(Beginning of Passage to read)

Sioux City Explorers
- First baseman
- Born: June 6, 2002 (age 24) Bani, Dominican Republic
- Bats: RightThrows: Right

MLB debut
- July 26, 2025, for the Colorado Rockies

MLB statistics (through 2025 season)
- Batting average: .252
- Home runs: 4
- Runs batted in: 14
- Stats at Baseball Reference

Teams
- Colorado Rockies (2025);

= Warming Bernabel =

Dominican baseball player (born 2002)

Warming Jose Bernabel (born June 6, 2002) is a Dominican professional baseball first baseman for the Sioux City Explorers of the American Association of Professional Baseball. He has previously played in Major League Baseball (MLB) for the Colorado Rockies. He signed with the Rockies as an international free agent in 2018, and made his MLB debut for them in 2025.

==Career==
===Colorado Rockies===
====2018–2024: Minor leagues====
Bernabel signed with the Colorado Rockies as an international free agent on July 2, 2018, receiving a $900,000 bonus. He made his professional debut in 2019 with the Dominican Summer League Rockies.

Bernabel did not play in a game in 2020 due to the cancellation of the minor league season because of the COVID-19 pandemic. He returned in 2021 to play for the rookie-level Arizona Complex League (ACL) Rockies and Single-A Fresno Grizzlies. He was the ACL Player of the Month Award in July. He played in 2022 with Fresno and the High-A Spokane Indians. After the season, he played in the Arizona Fall League. On November 15, the Rockies added Bernabel to their 40-man roster to protect him from the Rule 5 draft.

After suffering two gunshot wounds in the offseason, Bernabel played the 2023 season with the Double-A Hartford Yard Goats. In 83 games, Bernabel hit .225/.270/.338 with 6 home runs and 28 RBI.

Bernabel was again optioned to Double-A Hartford to begin the 2024 season. On March 28, he was designated for assignment following the promotion of Alan Trejo. Bernabel cleared waivers and was sent outright to Hartford on March 30. Bernabel made 120 appearances for the Yard Goats in 2024, slashing .263/.296/.359 with nine home runs, 64 RBI, and 12 stolen bases.

====2025: MLB debut====
Bernabel began the 2025 season with the Triple-A Albuquerque Isotopes, where he batted .301/.356/.450 with eight home runs, 45 RBI, and five stolen bases across 75 games.

(End of Passage to read)

→ **Tasks and exercises**
A - In the article on Warming Bernabel, copy the text word for word from "After suffering two" up to and including "and 28 RBI.".
B - Answer these questions using the article on Warming Bernabel:
(i) What bonus did Bernabel receive when he signed with the Colorado Rockies?
(ii) Which Double-A team did he play for during the 2023 season?
(iii) Across how many games did he play for the Albuquerque Isotopes in 2025?
C - Continue the article on Warming Bernabel from its last sentence.

(Beginning of Recorded data)

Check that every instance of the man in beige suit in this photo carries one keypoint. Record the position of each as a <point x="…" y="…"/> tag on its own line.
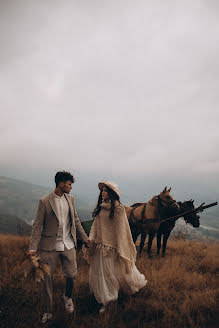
<point x="54" y="234"/>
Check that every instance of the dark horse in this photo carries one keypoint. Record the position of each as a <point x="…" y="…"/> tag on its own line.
<point x="167" y="226"/>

(End of Recorded data)

→ **Answers**
A -
After suffering two gunshot wounds in the offseason, Bernabel played the 2023 season with the Double-A Hartford Yard Goats. In 83 games, Bernabel hit .225/.270/.338 with 6 home runs and 28 RBI.

B -
(i) $900,000
(ii) The Hartford Yard Goats
(iii) 75 games

C -
On July 26, Bernabel was selected to the Rockies 40-man roster and promoted to the major leagues for the first time. He was named National League Player of the Week for the week of July 28–August 3, shortly after his debut with the Rockies. After batting .500 with three home runs in his first seven major league games, he ended the season slashing .252/.288/.410 with four home runs and 14 RBI in 40 games, mostly playing first base. He missed two weeks in September after suffering a concussion. On December 6, the Rockies removed him from the 40-man roster and sent him outright to Albuquerque, but Bernabel elected free agency rather than accepting the assignment.

===Tecolotes de los Dos Laredos===
On December 19, 2025, Bernabel signed a minor league contract with the Washington Nationals. Bernabel was released by the Nationals prior to the start of the regular season on March 21, 2026.

On May 27, 2026, Bernabel signed with the Tecolotes de los Dos Laredos of the Mexican League. He only made two plate appearances for Dos Laredos, going 0-for-2, before he was released by the team on June 1.

===Sioux City Explorers===
On June 11, 2026, Bernabel signed with the Sioux City Explorers of the American Association of Professional Baseball.

==Personal life==
Bernabel's first name Warming is a portmanteau of his father's name, Warren, and his grandfather's name, Ming.

On December 3, 2023, Bernabel and his wife were the victims of a robbery attempt in the Dominican Republic, an incident in which he suffered multiple gunshots to the back.